--- Material supplied ---
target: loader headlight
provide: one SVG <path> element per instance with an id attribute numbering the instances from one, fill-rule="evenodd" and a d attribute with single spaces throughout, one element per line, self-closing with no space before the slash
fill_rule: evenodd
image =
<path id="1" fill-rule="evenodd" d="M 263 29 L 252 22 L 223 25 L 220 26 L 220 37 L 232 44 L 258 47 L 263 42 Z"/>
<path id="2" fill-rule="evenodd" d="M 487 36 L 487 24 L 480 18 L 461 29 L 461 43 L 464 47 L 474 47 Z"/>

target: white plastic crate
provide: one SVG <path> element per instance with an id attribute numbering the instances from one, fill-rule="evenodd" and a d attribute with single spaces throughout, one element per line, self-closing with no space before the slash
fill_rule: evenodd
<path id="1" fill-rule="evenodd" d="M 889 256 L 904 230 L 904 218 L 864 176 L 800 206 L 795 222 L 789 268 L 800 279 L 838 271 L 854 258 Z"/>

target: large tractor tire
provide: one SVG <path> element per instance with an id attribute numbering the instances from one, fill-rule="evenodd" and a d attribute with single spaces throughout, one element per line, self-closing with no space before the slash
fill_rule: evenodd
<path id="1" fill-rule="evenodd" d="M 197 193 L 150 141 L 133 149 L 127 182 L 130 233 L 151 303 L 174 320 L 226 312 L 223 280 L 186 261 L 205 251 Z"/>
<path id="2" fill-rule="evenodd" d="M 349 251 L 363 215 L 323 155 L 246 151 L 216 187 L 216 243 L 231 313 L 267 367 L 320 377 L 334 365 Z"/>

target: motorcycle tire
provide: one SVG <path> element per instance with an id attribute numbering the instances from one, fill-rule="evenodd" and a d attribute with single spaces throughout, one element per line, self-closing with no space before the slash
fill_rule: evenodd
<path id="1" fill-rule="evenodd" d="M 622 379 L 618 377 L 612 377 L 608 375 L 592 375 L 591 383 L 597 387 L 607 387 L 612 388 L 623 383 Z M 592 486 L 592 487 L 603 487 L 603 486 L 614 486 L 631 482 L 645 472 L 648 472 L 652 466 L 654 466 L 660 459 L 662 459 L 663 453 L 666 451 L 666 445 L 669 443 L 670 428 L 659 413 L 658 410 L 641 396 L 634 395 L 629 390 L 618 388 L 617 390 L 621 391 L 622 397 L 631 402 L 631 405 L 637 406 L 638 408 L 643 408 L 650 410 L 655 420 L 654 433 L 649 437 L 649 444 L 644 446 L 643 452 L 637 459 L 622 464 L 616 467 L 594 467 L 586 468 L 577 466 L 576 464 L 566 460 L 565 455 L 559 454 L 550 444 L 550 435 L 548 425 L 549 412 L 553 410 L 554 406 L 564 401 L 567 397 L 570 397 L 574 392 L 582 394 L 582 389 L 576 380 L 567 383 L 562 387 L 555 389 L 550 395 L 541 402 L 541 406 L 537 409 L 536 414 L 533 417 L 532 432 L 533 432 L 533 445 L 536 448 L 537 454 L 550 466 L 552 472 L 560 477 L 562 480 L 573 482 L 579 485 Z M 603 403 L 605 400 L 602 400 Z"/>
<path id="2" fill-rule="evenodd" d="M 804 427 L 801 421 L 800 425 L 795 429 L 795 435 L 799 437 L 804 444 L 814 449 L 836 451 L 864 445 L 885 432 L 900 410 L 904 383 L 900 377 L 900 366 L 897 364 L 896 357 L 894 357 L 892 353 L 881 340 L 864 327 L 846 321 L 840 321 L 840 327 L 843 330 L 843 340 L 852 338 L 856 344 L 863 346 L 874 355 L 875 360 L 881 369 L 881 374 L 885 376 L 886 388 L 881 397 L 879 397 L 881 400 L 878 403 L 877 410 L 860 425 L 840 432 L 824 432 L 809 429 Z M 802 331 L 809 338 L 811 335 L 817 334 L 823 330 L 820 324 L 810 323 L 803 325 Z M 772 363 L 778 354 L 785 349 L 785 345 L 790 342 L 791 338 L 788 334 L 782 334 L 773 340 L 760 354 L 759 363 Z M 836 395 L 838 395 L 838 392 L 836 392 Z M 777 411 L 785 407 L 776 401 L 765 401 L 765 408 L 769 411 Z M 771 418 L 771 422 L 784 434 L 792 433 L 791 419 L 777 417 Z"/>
---
Your task
Switch each "single spaces throughout" in the material above to "one space between tokens", keeping every other line as it is.

Result
target: loader headlight
provide: one SVG <path> element per instance with an id attribute numbering the instances from one, fill-rule="evenodd" and a d attribute with one space between tokens, one element per line, self-closing with no space before the slash
fill_rule: evenodd
image =
<path id="1" fill-rule="evenodd" d="M 263 29 L 252 22 L 223 25 L 220 26 L 220 37 L 232 44 L 258 47 L 263 42 Z"/>
<path id="2" fill-rule="evenodd" d="M 487 36 L 487 24 L 480 18 L 461 29 L 461 43 L 464 47 L 474 47 Z"/>

target: white plastic crate
provide: one SVG <path> element per instance with an id attribute numbering the instances from one, fill-rule="evenodd" and a d attribute with one space between tokens, one element per line, self-closing with no space before the slash
fill_rule: evenodd
<path id="1" fill-rule="evenodd" d="M 889 256 L 904 230 L 904 218 L 864 176 L 800 206 L 795 222 L 789 268 L 800 279 L 838 271 L 854 258 Z"/>

target: large tractor tire
provide: one SVG <path> element per instance with an id attribute numbering the instances from one, fill-rule="evenodd" and a d attribute with one space between tokens, one element per line, self-closing with no space before the slash
fill_rule: evenodd
<path id="1" fill-rule="evenodd" d="M 197 193 L 150 141 L 133 149 L 127 182 L 130 233 L 151 303 L 174 320 L 226 312 L 223 280 L 186 261 L 205 251 Z"/>
<path id="2" fill-rule="evenodd" d="M 349 251 L 363 215 L 323 155 L 246 151 L 216 187 L 216 243 L 231 313 L 267 367 L 320 377 L 334 365 Z"/>

target: motorcycle tire
provide: one SVG <path> element per instance with an id attribute numbering the instances from one, fill-rule="evenodd" and a d attribute with one space between tokens, one element per line, self-closing with no space before the slash
fill_rule: evenodd
<path id="1" fill-rule="evenodd" d="M 622 379 L 618 377 L 612 377 L 608 375 L 592 375 L 591 383 L 597 387 L 607 387 L 612 388 L 623 383 Z M 592 486 L 592 487 L 603 487 L 603 486 L 614 486 L 631 482 L 645 472 L 648 472 L 652 466 L 654 466 L 660 459 L 662 459 L 663 453 L 666 451 L 666 445 L 669 443 L 670 428 L 659 413 L 658 410 L 641 396 L 634 395 L 629 390 L 618 388 L 617 390 L 621 391 L 622 397 L 631 402 L 631 405 L 637 406 L 638 408 L 643 408 L 650 410 L 655 420 L 654 433 L 649 437 L 649 444 L 644 446 L 643 452 L 637 459 L 622 464 L 616 467 L 594 467 L 586 468 L 577 466 L 576 464 L 566 460 L 565 455 L 559 454 L 550 444 L 550 435 L 548 425 L 549 412 L 553 410 L 554 406 L 564 401 L 567 397 L 570 397 L 574 392 L 582 394 L 582 389 L 576 380 L 567 383 L 562 387 L 555 389 L 550 395 L 541 402 L 541 406 L 537 409 L 536 414 L 533 417 L 532 432 L 533 432 L 533 445 L 536 448 L 537 454 L 550 466 L 552 472 L 560 477 L 562 480 L 573 482 L 579 485 Z M 603 403 L 605 400 L 602 400 Z"/>
<path id="2" fill-rule="evenodd" d="M 804 427 L 801 421 L 800 425 L 795 429 L 795 435 L 799 437 L 804 444 L 814 449 L 836 451 L 864 445 L 885 432 L 900 410 L 904 383 L 900 377 L 900 366 L 897 364 L 896 357 L 894 357 L 892 353 L 881 340 L 864 327 L 846 321 L 840 321 L 840 327 L 843 330 L 843 340 L 852 338 L 856 344 L 863 346 L 874 355 L 875 360 L 881 369 L 881 374 L 885 376 L 886 388 L 881 397 L 879 397 L 881 400 L 878 403 L 877 410 L 860 425 L 840 432 L 824 432 L 809 429 Z M 802 331 L 809 338 L 811 335 L 817 334 L 823 330 L 820 324 L 810 323 L 803 325 Z M 772 363 L 778 354 L 785 349 L 785 345 L 790 342 L 791 338 L 788 334 L 782 334 L 773 340 L 760 354 L 759 363 Z M 836 395 L 838 395 L 838 392 L 836 392 Z M 777 411 L 785 407 L 776 401 L 765 401 L 765 408 L 769 411 Z M 771 418 L 771 422 L 784 434 L 792 433 L 791 419 L 777 417 Z"/>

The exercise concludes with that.